**TEXT BLOCK:**

====================

Brian Crick

Global Game Jam 2014 Post #1: Planning on Failure

My Global Game Jam 2014 entry is up, and I thought I’d spend a few posts talking about it.

First, I want to talk about failure. One great thing about game jams is, they’re a safe environment in which to fail, and I haven’t really been taking advantage of that. I’ve always been cautious, limiting the scope of my projects in past game jams.

But for this game jam, I rather deliberately set out to make a project that I was certain was outside of my abilities to finish. The question was not whether or not I would fail. The question was how I would fail, which is valuable knowledge to have.

And this the most important thing I’ve learned: at every game jam, and in other projects, you will have a feature you just can’t complete. Because you don’t have time, or the skills to do it, whatever. And… I handle this situation very poorly.

example #1: the embarrassment factor

I always try to compose music pieces with multiple layers that are dynamically mixed together at runtime based on the game state, but for this to work, the music has to play long enough that the player can listen to the music and get used to it before it changes on them, so they can realize something changed.

I tend to make only get around to making a minute or so of music for game jams, and while that’s unquestionably short, that’s not all of my problem.

The problem here is that I always try to hide my short, incomplete music cues because I don’t want to make it that obvious how little music there really is. Allowing my short cues to loop endlessly is the obvious solution here. People do it all the time.

example #2: the coolness factor

In an attempt to make my game tie in with the theme for the jam, I made these ghost things, these swirling vortices, and they were very pretty, well-realized vortices.

====================

**GIVEN INFORMATION:**
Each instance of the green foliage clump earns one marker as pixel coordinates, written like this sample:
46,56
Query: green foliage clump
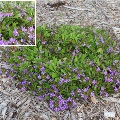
69,63
17,22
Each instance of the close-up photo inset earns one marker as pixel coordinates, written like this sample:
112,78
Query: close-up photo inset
17,23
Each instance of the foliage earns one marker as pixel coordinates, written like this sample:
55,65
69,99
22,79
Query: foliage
17,21
68,64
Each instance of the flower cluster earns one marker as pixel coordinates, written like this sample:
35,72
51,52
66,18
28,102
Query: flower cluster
17,25
79,69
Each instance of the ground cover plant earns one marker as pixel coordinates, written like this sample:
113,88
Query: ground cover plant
17,23
68,64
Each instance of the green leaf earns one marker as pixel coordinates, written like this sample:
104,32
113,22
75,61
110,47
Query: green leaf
54,75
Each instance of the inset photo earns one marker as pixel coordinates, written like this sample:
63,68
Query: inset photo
17,23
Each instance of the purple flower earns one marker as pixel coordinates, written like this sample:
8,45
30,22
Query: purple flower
94,82
34,92
79,91
23,89
97,43
12,40
73,53
29,18
101,39
85,89
42,69
41,97
56,109
106,94
75,70
0,72
1,42
52,95
39,77
72,93
104,72
23,29
76,50
51,104
44,42
30,29
15,32
24,82
1,15
62,104
0,35
115,89
83,44
48,77
5,43
59,48
31,36
91,63
98,69
78,76
92,94
86,79
102,88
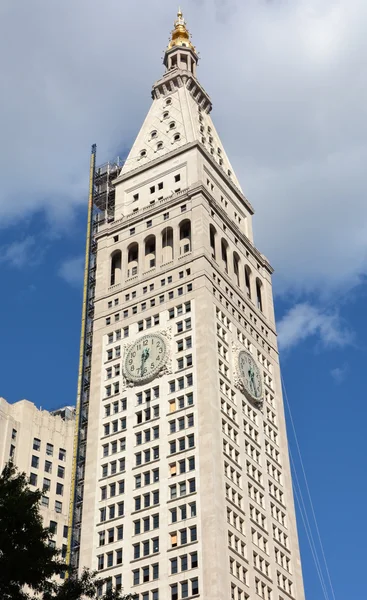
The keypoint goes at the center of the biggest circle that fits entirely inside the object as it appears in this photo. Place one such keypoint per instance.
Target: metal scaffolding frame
(101, 209)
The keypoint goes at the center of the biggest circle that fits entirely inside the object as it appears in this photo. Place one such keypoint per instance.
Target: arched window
(248, 281)
(259, 302)
(224, 250)
(167, 245)
(185, 236)
(212, 234)
(149, 252)
(236, 267)
(115, 274)
(132, 259)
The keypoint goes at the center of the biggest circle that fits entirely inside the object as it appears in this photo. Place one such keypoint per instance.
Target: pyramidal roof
(180, 111)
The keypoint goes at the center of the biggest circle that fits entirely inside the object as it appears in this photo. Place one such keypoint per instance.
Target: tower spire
(180, 35)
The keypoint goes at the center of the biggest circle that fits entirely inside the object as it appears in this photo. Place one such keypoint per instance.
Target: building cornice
(184, 148)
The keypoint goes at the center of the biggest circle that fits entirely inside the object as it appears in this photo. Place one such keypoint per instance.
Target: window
(174, 568)
(35, 462)
(49, 449)
(174, 592)
(136, 577)
(33, 479)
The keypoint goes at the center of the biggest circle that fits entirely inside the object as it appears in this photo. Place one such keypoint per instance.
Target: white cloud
(288, 85)
(72, 270)
(304, 320)
(19, 254)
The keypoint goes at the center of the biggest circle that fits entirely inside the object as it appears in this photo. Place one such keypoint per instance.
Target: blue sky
(288, 84)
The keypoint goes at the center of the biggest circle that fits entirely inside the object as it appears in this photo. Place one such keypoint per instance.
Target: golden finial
(180, 35)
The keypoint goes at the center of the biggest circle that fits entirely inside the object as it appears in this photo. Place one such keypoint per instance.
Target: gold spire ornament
(180, 34)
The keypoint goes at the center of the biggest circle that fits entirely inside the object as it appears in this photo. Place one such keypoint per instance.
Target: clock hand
(144, 357)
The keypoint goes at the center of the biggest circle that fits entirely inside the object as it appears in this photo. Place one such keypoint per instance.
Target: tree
(27, 560)
(26, 557)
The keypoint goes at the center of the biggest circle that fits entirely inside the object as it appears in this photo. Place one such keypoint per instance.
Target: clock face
(250, 375)
(145, 358)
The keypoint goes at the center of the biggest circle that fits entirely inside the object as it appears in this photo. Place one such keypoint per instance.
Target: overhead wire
(308, 492)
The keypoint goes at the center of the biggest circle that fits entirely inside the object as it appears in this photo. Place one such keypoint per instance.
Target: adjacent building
(40, 444)
(183, 482)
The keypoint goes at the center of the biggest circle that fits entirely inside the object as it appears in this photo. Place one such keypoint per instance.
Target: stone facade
(40, 444)
(187, 484)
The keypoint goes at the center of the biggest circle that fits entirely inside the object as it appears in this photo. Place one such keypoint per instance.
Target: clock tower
(183, 486)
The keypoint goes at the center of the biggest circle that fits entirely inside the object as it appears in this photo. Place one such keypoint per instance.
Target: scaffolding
(101, 209)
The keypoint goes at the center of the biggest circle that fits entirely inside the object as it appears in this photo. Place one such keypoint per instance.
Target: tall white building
(40, 444)
(183, 480)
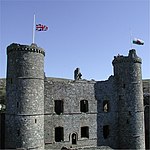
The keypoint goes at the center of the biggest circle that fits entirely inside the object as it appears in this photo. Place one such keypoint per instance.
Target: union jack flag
(40, 27)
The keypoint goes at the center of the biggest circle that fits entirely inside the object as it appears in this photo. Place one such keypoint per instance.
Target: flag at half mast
(138, 41)
(40, 27)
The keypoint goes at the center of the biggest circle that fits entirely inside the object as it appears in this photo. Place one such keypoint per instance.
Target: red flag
(40, 27)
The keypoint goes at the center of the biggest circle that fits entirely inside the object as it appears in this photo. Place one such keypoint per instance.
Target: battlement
(18, 47)
(132, 57)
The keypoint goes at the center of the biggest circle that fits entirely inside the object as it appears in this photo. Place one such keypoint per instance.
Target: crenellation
(53, 113)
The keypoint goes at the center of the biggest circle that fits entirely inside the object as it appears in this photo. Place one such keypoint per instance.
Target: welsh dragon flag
(138, 41)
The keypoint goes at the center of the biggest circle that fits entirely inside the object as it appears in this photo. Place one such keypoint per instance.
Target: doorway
(74, 138)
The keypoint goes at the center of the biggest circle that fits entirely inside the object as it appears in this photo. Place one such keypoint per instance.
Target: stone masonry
(53, 113)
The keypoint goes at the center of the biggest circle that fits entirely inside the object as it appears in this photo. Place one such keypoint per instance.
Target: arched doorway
(74, 138)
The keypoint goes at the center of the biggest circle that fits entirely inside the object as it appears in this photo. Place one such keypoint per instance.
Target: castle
(52, 113)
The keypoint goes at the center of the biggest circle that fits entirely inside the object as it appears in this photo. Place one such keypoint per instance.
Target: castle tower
(25, 97)
(127, 72)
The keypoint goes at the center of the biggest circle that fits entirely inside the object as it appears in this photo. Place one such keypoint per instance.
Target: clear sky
(82, 33)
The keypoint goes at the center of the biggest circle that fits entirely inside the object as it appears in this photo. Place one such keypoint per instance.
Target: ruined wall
(72, 119)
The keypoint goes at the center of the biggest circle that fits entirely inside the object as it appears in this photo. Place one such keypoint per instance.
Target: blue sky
(82, 33)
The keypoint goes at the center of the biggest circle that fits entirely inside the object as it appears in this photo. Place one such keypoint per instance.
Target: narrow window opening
(58, 107)
(105, 131)
(124, 86)
(120, 97)
(11, 81)
(105, 106)
(18, 132)
(59, 134)
(17, 104)
(84, 106)
(127, 121)
(74, 138)
(84, 132)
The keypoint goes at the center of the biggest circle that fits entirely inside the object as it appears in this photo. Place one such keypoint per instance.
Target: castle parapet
(132, 57)
(18, 47)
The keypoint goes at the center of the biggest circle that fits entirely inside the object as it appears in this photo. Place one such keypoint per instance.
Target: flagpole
(33, 35)
(131, 39)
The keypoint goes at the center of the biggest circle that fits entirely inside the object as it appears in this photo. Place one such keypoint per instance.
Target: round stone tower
(25, 97)
(127, 72)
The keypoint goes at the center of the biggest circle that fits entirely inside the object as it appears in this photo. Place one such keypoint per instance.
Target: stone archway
(74, 138)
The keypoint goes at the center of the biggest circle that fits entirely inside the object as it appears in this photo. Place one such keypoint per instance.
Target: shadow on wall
(2, 130)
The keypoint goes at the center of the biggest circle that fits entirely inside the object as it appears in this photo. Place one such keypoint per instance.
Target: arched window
(59, 134)
(106, 106)
(84, 106)
(105, 131)
(74, 138)
(85, 132)
(58, 107)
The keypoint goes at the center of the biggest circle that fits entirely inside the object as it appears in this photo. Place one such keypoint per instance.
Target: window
(17, 104)
(58, 107)
(84, 106)
(11, 81)
(18, 132)
(105, 131)
(105, 106)
(124, 86)
(59, 134)
(74, 138)
(85, 132)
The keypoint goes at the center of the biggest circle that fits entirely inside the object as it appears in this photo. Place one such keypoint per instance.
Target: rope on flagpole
(131, 36)
(33, 36)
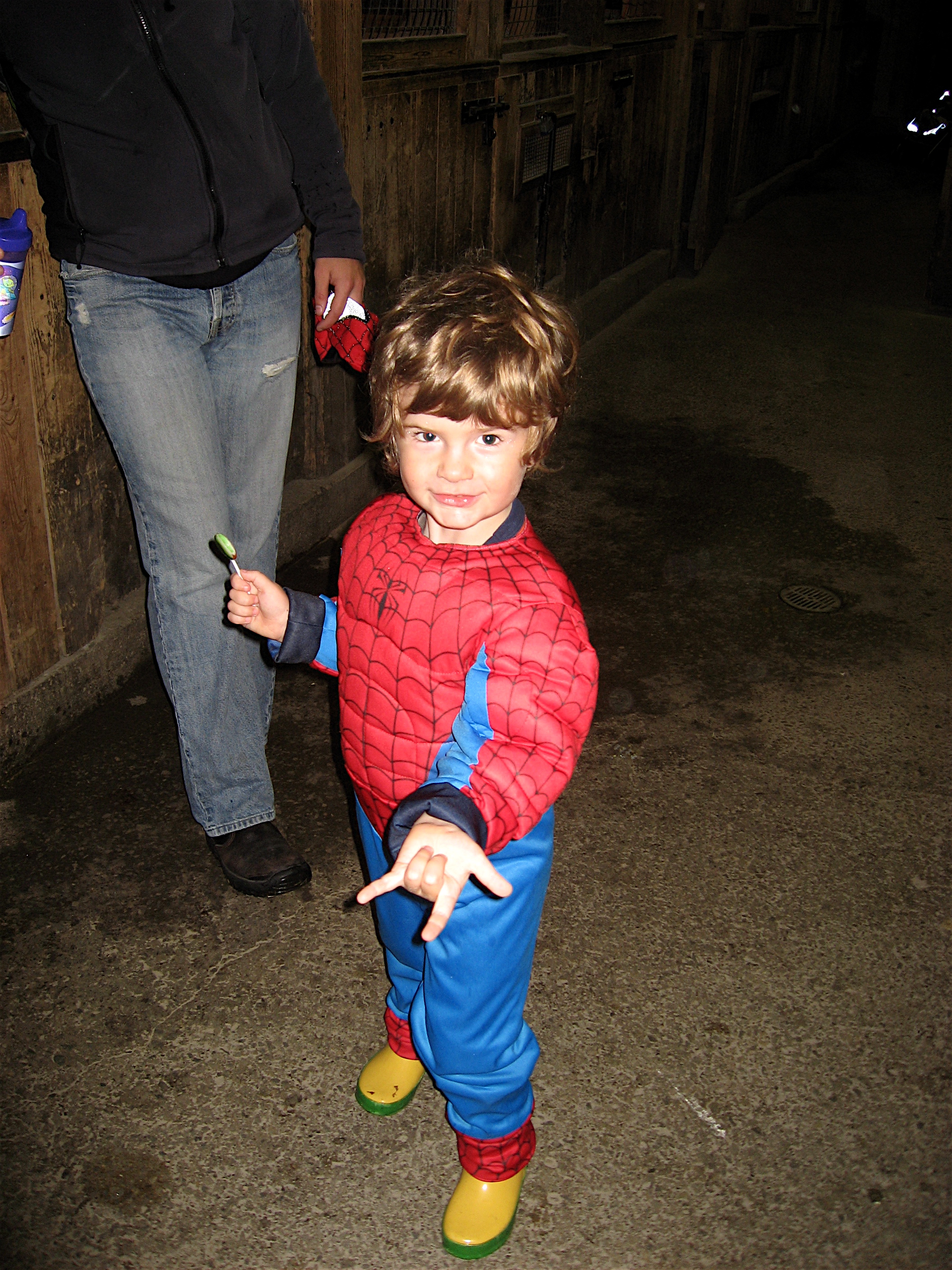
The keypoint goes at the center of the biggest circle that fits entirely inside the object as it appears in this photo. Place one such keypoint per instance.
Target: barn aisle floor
(741, 989)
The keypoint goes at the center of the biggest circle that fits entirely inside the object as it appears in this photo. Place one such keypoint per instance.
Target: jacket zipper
(70, 201)
(155, 50)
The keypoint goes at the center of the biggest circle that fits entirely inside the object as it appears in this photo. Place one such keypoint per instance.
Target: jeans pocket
(287, 248)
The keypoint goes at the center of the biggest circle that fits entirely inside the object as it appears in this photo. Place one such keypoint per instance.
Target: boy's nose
(455, 465)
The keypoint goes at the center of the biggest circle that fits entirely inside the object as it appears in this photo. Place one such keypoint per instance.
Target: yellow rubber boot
(388, 1082)
(480, 1216)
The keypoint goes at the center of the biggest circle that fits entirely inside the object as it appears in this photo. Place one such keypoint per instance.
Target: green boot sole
(384, 1108)
(474, 1252)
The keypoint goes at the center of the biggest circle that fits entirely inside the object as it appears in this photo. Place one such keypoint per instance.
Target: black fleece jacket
(177, 136)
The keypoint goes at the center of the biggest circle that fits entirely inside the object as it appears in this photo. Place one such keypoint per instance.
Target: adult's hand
(344, 279)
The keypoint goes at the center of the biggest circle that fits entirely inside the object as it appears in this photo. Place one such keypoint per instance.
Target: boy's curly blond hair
(475, 342)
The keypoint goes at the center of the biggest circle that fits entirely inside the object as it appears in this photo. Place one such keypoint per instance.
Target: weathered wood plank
(65, 430)
(447, 167)
(31, 621)
(426, 183)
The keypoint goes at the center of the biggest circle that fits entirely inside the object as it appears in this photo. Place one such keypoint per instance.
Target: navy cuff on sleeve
(444, 801)
(302, 637)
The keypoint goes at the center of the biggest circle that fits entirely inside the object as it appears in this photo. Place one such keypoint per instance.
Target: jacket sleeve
(528, 707)
(298, 98)
(311, 634)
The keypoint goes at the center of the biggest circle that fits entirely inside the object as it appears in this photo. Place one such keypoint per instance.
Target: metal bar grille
(535, 153)
(632, 9)
(532, 18)
(391, 19)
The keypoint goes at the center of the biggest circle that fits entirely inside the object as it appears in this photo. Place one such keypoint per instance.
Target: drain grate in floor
(810, 600)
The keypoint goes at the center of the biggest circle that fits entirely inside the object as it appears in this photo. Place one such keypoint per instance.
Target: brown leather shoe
(258, 861)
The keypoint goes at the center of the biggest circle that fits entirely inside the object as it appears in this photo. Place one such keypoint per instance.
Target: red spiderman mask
(352, 336)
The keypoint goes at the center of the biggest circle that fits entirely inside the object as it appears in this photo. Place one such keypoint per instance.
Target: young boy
(467, 686)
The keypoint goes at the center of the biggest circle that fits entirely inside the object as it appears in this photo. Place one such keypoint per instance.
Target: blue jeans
(465, 992)
(197, 390)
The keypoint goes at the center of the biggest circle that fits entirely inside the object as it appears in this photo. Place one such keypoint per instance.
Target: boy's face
(464, 474)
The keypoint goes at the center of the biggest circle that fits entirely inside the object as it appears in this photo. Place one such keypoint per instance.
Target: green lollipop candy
(229, 552)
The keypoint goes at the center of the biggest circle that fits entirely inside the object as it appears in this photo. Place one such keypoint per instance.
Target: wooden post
(319, 442)
(938, 290)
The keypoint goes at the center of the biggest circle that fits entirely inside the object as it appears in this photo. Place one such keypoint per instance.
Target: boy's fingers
(389, 882)
(442, 908)
(493, 879)
(416, 866)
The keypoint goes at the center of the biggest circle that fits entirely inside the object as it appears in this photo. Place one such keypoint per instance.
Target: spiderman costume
(467, 686)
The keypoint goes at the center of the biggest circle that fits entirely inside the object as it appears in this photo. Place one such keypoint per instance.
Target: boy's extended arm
(528, 705)
(299, 626)
(311, 635)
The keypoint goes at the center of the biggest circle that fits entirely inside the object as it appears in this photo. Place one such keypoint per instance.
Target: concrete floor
(741, 983)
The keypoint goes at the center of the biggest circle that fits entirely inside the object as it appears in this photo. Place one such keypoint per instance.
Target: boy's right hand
(258, 604)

====================

**SET OF TASKS:**
• 1. From the game jam post, print the passage that begins at the words "Brian Crick" and stops after "situation very poorly.".
• 2. Answer these questions about the game jam post:
(a) What kind of project did the writer deliberately set out to make for this game jam?
(b) How much music does the writer say they tend to make for game jams?
(c) What did the writer make in an attempt to tie the game in with the jam's theme?
• 3. Pick up the game jam post where it stops and continue it.

**YOUR RESPONSES:**
• 1.
Brian Crick

Global Game Jam 2014 Post #1: Planning on Failure

My Global Game Jam 2014 entry is up, and I thought I’d spend a few posts talking about it.

First, I want to talk about failure. One great thing about game jams is, they’re a safe environment in which to fail, and I haven’t really been taking advantage of that. I’ve always been cautious, limiting the scope of my projects in past game jams.

But for this game jam, I rather deliberately set out to make a project that I was certain was outside of my abilities to finish. The question was not whether or not I would fail. The question was how I would fail, which is valuable knowledge to have.

And this the most important thing I’ve learned: at every game jam, and in other projects, you will have a feature you just can’t complete. Because you don’t have time, or the skills to do it, whatever. And… I handle this situation very poorly.

• 2.
(a) A project the writer was certain was outside their abilities to finish.
(b) A minute or so.
(c) Ghost things: swirling vortices.

• 3.
They made the game pretty much unplayable. As soon as you touched one, you died, and they were everywhere.

See all this level? You can’t get to a fraction of it most of the time.

Interior-Editor

 

I tried to solve this really quick after the jam by reducing the number of ghosts, but they still just sat there, blocking your path, and weren’t very fun.

A quick solution during the jam would have been to remove the ghosts entirely, but I didn’t want to do that because they were the only thing tying the game to the theme.

why the embarrassment factor and the coolness factor are actually the same thing

These are both symptomatic of the same root problem: when I have a feature that doesn’t work as expected, and a deadline is approaching, I start to make decisions based on whether I want people to see the work I did, rather than making decisions based on the feature’s effect on the game as a whole. And it enters this weird limbo state where I’m unable to fix it properly, unwilling to cut it, and uncomfortable with bringing it to the foreground and looking at it long enough to think of a decent stopgap solution.

I suppose there’s a certain amount of pride at work here. I want to fix these things without allowing myself to experience them in their broken state.